* begin Input material *

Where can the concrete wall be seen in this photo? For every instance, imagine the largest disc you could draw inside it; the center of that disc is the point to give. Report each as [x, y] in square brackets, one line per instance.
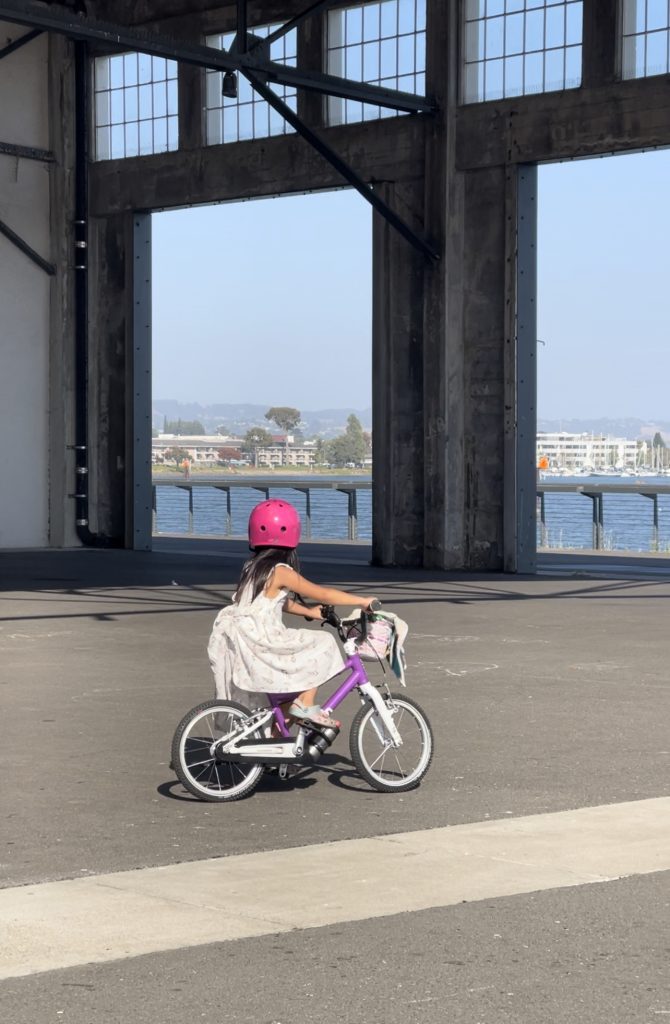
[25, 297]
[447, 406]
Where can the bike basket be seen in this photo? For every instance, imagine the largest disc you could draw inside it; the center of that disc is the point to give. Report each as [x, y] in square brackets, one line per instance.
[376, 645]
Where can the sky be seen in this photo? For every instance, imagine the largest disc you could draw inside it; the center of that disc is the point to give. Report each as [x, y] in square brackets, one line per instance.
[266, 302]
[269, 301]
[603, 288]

* end Input material *
* begin Input material *

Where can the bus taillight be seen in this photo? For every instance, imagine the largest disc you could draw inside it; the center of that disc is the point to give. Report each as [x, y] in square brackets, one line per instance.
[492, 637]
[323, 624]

* end Input material *
* begin Input material *

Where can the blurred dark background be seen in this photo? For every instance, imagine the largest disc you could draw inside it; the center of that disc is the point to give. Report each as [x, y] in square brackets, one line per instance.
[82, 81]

* end Input material *

» Written request
Report each line of the data above that contains the word "dark", copying every such line in full.

» Exercise answer
Where can the blurred dark background be seen in this photo? For every instance, imagine the largest disc you could draw inside it; the center of that disc is the point to give. Report each as [x, y] in square brackets, one line per instance.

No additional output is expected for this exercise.